Your assignment: Exactly the lines from the one containing "Could you please spot the blue ocean" to the last line of the records, inclusive, are to be transcribed; include no others.

Data extracts:

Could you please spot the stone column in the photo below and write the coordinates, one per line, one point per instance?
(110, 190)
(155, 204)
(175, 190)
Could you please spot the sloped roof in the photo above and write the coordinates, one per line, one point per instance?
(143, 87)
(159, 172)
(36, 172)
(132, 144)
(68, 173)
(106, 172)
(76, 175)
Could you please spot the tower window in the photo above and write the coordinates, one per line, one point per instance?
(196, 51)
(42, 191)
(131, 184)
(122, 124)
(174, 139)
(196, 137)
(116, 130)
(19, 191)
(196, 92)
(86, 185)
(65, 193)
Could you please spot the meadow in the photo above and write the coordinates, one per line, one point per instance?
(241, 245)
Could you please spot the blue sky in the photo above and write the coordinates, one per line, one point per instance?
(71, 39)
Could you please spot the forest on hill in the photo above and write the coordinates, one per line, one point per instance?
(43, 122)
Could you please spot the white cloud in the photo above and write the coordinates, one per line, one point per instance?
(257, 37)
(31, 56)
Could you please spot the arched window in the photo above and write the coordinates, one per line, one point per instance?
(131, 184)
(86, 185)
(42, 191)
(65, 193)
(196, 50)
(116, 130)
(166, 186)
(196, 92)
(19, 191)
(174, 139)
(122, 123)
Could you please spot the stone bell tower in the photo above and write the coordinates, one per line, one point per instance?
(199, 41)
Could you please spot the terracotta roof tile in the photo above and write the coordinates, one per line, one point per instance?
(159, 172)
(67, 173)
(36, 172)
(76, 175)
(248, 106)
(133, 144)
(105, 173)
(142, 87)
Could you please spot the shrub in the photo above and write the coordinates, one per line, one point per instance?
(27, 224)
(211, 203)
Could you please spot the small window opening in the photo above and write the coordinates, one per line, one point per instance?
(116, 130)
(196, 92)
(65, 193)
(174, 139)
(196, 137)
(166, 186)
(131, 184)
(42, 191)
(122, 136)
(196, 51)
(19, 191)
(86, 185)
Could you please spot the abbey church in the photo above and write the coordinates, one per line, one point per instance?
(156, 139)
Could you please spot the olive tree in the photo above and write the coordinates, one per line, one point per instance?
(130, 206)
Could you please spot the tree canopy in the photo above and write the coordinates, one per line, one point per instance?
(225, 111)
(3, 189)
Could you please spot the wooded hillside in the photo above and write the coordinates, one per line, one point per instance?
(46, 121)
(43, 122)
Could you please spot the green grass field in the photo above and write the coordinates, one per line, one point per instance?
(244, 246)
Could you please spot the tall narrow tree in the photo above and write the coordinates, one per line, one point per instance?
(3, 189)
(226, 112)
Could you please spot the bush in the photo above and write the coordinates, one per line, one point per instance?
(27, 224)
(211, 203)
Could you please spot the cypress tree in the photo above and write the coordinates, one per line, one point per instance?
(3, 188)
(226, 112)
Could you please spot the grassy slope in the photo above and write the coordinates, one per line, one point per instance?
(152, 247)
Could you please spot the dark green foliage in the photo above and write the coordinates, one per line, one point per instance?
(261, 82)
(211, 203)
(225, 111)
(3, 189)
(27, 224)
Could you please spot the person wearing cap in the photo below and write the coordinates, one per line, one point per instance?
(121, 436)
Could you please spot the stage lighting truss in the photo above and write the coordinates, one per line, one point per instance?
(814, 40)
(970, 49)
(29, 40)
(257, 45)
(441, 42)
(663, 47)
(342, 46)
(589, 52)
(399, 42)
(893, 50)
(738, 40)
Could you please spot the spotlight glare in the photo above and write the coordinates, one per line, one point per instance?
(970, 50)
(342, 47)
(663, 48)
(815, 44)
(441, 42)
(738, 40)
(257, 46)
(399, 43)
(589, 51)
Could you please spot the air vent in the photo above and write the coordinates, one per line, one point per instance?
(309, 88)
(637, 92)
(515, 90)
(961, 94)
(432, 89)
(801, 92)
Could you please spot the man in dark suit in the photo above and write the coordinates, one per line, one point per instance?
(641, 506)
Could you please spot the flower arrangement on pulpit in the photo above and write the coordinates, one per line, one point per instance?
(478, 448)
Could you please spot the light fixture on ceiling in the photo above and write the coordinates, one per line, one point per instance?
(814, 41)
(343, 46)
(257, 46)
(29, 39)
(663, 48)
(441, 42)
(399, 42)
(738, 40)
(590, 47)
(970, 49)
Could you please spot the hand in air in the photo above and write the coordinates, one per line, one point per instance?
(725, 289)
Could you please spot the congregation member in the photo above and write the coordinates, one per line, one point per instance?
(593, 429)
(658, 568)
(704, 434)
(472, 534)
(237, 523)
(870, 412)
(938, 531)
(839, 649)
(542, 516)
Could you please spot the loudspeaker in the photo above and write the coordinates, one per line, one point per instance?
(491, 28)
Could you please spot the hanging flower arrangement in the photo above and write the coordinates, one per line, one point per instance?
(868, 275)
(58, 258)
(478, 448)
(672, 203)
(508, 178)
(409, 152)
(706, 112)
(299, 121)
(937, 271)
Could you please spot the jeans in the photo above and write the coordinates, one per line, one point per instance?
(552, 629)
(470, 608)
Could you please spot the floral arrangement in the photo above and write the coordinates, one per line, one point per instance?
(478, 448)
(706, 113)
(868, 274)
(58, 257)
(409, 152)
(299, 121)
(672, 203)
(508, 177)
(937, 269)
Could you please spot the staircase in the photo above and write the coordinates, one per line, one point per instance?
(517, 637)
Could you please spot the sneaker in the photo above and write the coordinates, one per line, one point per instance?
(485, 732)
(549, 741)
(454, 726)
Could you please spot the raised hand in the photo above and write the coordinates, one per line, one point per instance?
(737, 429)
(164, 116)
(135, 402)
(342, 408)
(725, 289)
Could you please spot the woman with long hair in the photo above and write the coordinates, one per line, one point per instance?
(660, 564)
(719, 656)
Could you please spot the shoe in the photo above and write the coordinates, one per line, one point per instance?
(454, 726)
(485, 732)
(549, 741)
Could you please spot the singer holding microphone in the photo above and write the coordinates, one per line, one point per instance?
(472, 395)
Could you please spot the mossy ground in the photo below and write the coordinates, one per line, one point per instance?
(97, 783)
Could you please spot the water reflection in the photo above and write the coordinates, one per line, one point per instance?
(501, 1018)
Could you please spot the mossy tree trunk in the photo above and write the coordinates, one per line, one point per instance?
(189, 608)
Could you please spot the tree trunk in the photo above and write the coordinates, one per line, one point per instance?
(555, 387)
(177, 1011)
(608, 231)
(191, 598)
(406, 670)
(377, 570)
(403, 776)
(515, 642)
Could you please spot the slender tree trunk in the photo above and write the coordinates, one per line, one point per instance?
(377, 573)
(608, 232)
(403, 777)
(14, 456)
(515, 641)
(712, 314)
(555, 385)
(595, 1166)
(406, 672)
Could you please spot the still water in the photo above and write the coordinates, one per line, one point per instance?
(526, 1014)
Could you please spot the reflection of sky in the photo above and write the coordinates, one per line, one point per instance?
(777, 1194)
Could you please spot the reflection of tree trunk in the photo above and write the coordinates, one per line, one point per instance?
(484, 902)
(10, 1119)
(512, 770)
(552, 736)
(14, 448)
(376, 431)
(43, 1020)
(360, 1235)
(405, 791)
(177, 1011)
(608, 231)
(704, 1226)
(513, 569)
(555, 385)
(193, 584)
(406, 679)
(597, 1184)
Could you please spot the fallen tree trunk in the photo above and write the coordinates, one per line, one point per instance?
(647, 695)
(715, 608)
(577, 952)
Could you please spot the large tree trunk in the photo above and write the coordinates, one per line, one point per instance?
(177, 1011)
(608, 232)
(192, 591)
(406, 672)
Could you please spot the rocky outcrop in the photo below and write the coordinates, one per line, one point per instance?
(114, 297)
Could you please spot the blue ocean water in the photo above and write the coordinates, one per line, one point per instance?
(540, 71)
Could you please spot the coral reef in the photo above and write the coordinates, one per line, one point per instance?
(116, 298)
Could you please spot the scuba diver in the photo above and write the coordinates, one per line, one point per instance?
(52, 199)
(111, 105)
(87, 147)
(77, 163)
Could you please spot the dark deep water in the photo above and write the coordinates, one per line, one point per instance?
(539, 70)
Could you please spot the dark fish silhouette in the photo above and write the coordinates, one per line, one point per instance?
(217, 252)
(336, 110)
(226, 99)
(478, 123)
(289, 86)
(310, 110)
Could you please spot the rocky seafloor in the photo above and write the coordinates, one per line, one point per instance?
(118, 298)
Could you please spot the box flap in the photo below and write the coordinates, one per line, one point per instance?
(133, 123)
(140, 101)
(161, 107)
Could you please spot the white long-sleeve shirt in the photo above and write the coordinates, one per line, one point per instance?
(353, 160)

Expected answer:
Could you please spot the blue ocean water in the photo above and write the coordinates, one per line, one point per instance?
(540, 71)
Could you please spot the coral reef in the photo above and write the coordinates, one per line, one point per instance?
(116, 298)
Could you please spot the scuba diver in the photo above and write the coordinates, one per line, one point per instance?
(52, 199)
(111, 105)
(87, 147)
(77, 163)
Could you please spot the dark deep water in the photo above and write the coordinates, one per line, one point per instance?
(539, 70)
Could you please spot the dark fish silhouette in the photo above and write the coordinates, one per line, one point per instance?
(217, 252)
(336, 110)
(226, 99)
(478, 123)
(289, 86)
(310, 110)
Could you please spot the rocky seafloor in the photo above and write the coordinates, one per line, one point per instance?
(118, 298)
Could you please spot the box flap in the photo below and write the coordinates, one per line, one point per instance?
(133, 123)
(140, 101)
(161, 107)
Could you please spot the white long-sleeve shirt in the photo above and write the coordinates, one per line, one point per instance?
(353, 160)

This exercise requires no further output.